■ **Required task**:
Copy all of the following rows, replacing "bounding box" with "enclosing rectangle" and leaving every other word as it stands.

>> BEGIN

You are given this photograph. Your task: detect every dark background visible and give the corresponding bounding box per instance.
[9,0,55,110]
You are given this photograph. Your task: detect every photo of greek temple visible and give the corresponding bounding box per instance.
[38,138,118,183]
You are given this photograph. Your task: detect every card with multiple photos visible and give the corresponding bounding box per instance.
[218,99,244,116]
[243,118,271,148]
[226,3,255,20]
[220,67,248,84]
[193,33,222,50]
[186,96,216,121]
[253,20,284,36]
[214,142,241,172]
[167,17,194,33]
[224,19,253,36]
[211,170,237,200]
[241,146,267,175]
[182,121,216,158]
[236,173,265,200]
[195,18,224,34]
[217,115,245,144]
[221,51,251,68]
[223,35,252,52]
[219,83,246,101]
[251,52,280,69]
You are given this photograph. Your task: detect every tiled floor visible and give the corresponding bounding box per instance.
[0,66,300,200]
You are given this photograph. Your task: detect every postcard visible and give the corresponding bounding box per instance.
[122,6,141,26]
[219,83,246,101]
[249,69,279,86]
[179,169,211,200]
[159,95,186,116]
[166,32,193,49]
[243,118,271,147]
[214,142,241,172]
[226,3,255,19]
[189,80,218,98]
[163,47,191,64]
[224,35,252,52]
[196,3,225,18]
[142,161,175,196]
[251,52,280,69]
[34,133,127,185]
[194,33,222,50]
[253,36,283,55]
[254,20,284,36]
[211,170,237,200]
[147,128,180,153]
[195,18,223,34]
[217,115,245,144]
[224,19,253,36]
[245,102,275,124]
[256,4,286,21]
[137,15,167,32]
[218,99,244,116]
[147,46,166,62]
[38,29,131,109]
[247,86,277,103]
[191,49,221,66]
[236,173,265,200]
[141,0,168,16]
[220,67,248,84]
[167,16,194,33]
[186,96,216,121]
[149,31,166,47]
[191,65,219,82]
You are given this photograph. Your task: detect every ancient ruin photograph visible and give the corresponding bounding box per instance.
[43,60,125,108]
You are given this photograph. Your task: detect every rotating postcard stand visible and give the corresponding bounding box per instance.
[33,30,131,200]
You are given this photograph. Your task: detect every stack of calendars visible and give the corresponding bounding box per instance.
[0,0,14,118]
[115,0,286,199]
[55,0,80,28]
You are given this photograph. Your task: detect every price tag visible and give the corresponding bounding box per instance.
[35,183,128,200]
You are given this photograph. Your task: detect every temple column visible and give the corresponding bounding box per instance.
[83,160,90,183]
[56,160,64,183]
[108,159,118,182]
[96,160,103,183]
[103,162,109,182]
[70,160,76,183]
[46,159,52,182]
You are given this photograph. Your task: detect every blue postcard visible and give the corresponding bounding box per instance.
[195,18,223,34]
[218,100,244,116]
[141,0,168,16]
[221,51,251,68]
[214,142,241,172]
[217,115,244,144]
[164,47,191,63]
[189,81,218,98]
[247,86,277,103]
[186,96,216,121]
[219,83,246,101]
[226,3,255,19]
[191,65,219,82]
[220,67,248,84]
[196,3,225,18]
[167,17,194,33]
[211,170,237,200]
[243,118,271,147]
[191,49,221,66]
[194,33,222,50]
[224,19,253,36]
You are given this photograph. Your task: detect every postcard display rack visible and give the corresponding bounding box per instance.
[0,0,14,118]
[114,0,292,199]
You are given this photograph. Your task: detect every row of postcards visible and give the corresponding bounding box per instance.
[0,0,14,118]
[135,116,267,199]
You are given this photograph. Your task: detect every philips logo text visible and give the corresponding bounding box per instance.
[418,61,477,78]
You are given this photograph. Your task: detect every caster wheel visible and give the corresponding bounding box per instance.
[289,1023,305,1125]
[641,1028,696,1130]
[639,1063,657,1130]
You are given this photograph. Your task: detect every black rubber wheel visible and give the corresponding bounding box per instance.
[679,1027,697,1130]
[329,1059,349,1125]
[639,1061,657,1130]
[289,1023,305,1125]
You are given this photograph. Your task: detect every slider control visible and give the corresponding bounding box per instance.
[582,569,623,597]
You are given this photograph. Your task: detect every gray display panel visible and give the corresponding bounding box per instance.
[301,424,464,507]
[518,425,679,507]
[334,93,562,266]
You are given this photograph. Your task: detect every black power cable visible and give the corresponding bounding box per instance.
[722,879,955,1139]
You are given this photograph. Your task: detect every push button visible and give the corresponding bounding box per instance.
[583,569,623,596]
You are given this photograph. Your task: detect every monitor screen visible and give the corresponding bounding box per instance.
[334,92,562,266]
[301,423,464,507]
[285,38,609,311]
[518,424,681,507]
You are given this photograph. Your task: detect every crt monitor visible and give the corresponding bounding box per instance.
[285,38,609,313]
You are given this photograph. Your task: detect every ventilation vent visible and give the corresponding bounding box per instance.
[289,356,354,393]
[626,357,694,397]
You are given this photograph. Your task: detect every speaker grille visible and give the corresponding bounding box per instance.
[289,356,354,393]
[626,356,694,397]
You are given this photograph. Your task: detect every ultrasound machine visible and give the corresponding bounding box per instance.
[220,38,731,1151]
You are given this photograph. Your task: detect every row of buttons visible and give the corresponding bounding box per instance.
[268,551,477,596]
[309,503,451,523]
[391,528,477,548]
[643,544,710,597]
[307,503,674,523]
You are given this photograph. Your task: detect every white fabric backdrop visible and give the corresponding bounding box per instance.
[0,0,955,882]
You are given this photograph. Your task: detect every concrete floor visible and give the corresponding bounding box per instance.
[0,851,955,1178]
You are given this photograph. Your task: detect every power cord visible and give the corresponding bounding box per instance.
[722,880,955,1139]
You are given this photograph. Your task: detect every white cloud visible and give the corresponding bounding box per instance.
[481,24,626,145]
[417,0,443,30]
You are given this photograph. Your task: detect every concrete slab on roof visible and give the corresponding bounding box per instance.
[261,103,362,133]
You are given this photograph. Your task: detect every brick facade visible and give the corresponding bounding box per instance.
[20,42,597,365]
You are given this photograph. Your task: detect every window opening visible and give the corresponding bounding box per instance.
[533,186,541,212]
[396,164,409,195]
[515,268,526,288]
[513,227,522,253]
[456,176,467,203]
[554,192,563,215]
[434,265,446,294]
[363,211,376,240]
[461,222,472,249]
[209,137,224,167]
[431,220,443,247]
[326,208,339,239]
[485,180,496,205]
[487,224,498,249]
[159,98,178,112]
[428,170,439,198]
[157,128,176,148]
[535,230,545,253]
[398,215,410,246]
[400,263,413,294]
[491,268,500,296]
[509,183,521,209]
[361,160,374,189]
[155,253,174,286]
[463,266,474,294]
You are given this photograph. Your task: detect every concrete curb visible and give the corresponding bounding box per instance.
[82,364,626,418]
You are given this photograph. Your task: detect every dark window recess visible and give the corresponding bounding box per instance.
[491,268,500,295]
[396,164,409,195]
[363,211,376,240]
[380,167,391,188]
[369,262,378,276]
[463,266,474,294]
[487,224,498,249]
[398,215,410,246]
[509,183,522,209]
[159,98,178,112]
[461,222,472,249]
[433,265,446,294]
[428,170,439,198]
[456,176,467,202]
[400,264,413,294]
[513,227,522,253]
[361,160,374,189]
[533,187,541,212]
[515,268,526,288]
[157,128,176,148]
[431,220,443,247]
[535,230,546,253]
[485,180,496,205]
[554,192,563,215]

>> END

■ **Exercise result**:
You are given this photograph. Your task: detect every dark background visible and give the corresponding enclosing rectangle per instance.
[9,0,55,110]
You are given this photograph. Your task: detect every photo of greek temple visible and give the corresponding enclosing rectangle per instance.
[38,138,118,183]
You are given this photograph. Your task: detect every card with multiple photos visible and give the corresponding enclosing rectangle per instance.
[218,99,244,116]
[243,118,271,148]
[226,3,255,20]
[220,67,248,84]
[193,33,222,50]
[186,96,216,121]
[253,20,284,36]
[214,142,241,172]
[167,17,194,33]
[224,19,253,36]
[211,170,237,200]
[241,146,267,175]
[182,121,216,158]
[236,173,265,200]
[195,18,224,34]
[217,115,245,144]
[221,51,251,68]
[223,35,252,52]
[219,83,246,101]
[251,52,280,69]
You are given this photograph. Your task: detect every tiled floor visible and give the corresponding enclosing rectangle per instance.
[0,66,300,200]
You are given this photograph. Your task: detect every postcard visible and give the corresponding enclosing rectangle per instance.
[122,6,141,26]
[219,83,246,101]
[249,69,279,86]
[179,169,211,200]
[159,95,186,116]
[166,32,193,49]
[243,118,271,147]
[214,142,241,172]
[226,3,255,19]
[189,80,218,98]
[163,47,191,64]
[224,35,252,52]
[196,3,225,18]
[142,161,175,196]
[251,52,280,69]
[34,133,127,185]
[194,33,222,50]
[253,36,283,55]
[254,20,284,36]
[211,170,237,200]
[147,128,180,153]
[195,18,223,34]
[217,115,245,144]
[224,19,253,36]
[245,102,275,124]
[256,4,286,21]
[137,15,167,32]
[218,99,244,116]
[147,46,166,62]
[38,29,131,109]
[247,86,277,103]
[191,49,221,66]
[236,173,265,200]
[141,0,168,16]
[220,67,248,84]
[167,16,194,33]
[186,96,216,121]
[149,31,166,47]
[191,65,219,82]
You are given this photograph. Your task: detect every ancient ruin photograph visible and give the corresponding enclosing rectangle per instance.
[43,60,125,108]
You are given this photograph. Your task: detect every rotating postcard stand visible and give the corresponding enclosing rectangle per instance.
[33,30,131,200]
You are given this photograph. Your task: detect every stack of calendars visible and give the corresponding enclosing rectangle per instance.
[0,0,14,118]
[115,0,286,199]
[55,0,80,28]
You are given this photograph. Your task: detect every price tag visible and give the corresponding enclosing rectangle per instance.
[35,183,128,200]
You are given this photograph. Your task: detect every temple column visible and give the corresponding enclosing rectangle per instance.
[83,160,90,183]
[56,160,64,183]
[108,159,118,182]
[96,160,103,183]
[103,162,109,182]
[70,160,76,183]
[46,159,52,182]
You are given this photograph. Your task: detect every blue postcard visible and give the corresponding enclosing rectangle per instance.
[195,18,223,34]
[218,100,244,116]
[141,0,168,16]
[221,51,251,68]
[214,142,241,172]
[217,115,244,144]
[164,47,191,63]
[189,81,218,98]
[247,86,277,103]
[186,96,216,121]
[219,83,246,101]
[226,3,255,19]
[191,65,219,82]
[220,67,248,84]
[196,3,225,18]
[167,17,194,33]
[211,170,237,200]
[243,118,271,147]
[191,49,221,66]
[194,33,222,50]
[224,19,253,36]
You are given this photograph. Your task: detect every postcard display rack visible and give the corresponding enclosing rectangle per instance.
[0,0,14,118]
[114,0,292,199]
You are given this photograph. Your task: detect every row of postcards visible and give the corresponding enclosing rectangle per instance.
[0,0,14,118]
[135,116,267,199]
You are given this photograph. Your task: detect every philips logo text visible and give the corresponding enclosing rectangle per instance.
[418,61,477,78]
You are given this photograph. Your task: detect every caster wheel visible and give the corresponding enclosing rectangle per instance.
[289,1023,305,1125]
[641,1028,696,1130]
[639,1063,657,1130]
You are given this photograph. Your task: detect every black rubber wheel visible and give the corresponding enclosing rectangle per instance.
[679,1027,697,1130]
[329,1059,349,1125]
[639,1061,657,1130]
[289,1023,305,1125]
You are given this photograph. Your task: detect every slider control visible and give the corresponding enclosing rectangle per instance.
[582,569,623,597]
You are given this photograph. Your task: detect every gray display panel visible and give the corresponding enclosing rectangle per instance.
[301,424,464,507]
[518,425,679,507]
[334,93,562,266]
You are given this photograph. Your task: detect every black power cable visible and give the corresponding enclosing rectangle per instance.
[722,879,955,1139]
You are given this photograph. Your task: detect every push button visible and give the corresponding enclosing rectangle per instance.
[583,569,623,596]
You are given this photograph. Your task: detect every monitor screen visible and give the corresponding enclosing rectangle per instance.
[334,92,562,266]
[301,423,464,507]
[285,38,609,311]
[518,424,681,507]
You are given this photograph. Your task: detect every crt monitor visible and give the corresponding enclosing rectangle per instance.
[285,38,609,313]
You are given this photograph. Your task: detect every ventilation vent visible and give the corresponding enclosing rectangle per instance.
[289,356,354,393]
[626,357,694,397]
You are given this photograph. Your task: detect every speaker grille visible and give the corresponding enclosing rectangle per instance.
[289,356,354,393]
[626,356,694,397]
You are given this photograph. Your task: detect every ultrasound machine visible and give the corresponding enclosing rectangle per instance.
[220,38,731,1151]
You are given this photograph. Your task: detect every row of buttons visible and give the corresponding enclosing rectangle per instance.
[268,551,477,596]
[309,503,451,523]
[391,528,477,548]
[643,544,710,597]
[307,503,674,523]
You are given this photograph. Your task: detect every white fabric backdrop visible and give the corresponding enclosing rectangle per instance.
[0,0,955,882]
You are given this photograph. Your task: detect every concrete floor visible and give the corresponding enclosing rectangle per instance.
[0,851,955,1178]
You are given this photograph. Your task: detect every power cord visible and give the corresponding enclosing rectangle per instance.
[722,880,955,1139]
You are given this photograph. Your task: detect every white cloud visible and give the corresponding enclosing rectangle per instance.
[481,24,626,145]
[417,0,443,30]
You are given this photograph. Your task: detect every concrete slab on roof visible and give the corresponding enclosing rectangle per instance.
[261,103,362,133]
You are given this photograph. Your task: detect every brick facade visible and give the corresponding enclosing rectangle per instance.
[20,42,597,365]
You are given this photograph. Your task: detect every window opening visible and give the corresponding enclosing rectangle per instance.
[533,186,541,212]
[396,164,409,195]
[515,268,526,288]
[513,227,522,253]
[456,176,467,203]
[554,192,563,215]
[434,265,446,294]
[363,211,376,240]
[461,222,472,249]
[209,137,224,167]
[431,220,443,247]
[326,208,339,239]
[485,180,496,205]
[487,224,498,249]
[159,98,178,112]
[428,170,439,198]
[157,128,176,148]
[535,230,545,253]
[398,215,410,246]
[400,263,413,294]
[491,268,500,296]
[509,183,521,209]
[361,160,374,189]
[155,253,174,286]
[463,266,474,294]
You are given this photograph. Your task: detect every concrete curb visible and give the corresponding enclosing rectangle per instance.
[82,364,626,418]
You are given this photograph. Your task: detect every dark window recess visible and give the corresponding enclosing rectangle per instance.
[491,268,500,295]
[396,164,409,195]
[363,211,376,240]
[380,167,391,188]
[369,262,378,276]
[463,266,474,294]
[487,224,498,249]
[398,215,410,246]
[509,183,522,209]
[159,98,178,112]
[461,222,472,249]
[433,265,446,294]
[428,170,439,198]
[456,176,467,202]
[400,264,413,294]
[513,227,522,253]
[361,160,374,189]
[533,187,541,212]
[515,268,526,288]
[157,128,176,148]
[431,220,443,247]
[535,230,546,253]
[485,180,496,205]
[554,192,563,215]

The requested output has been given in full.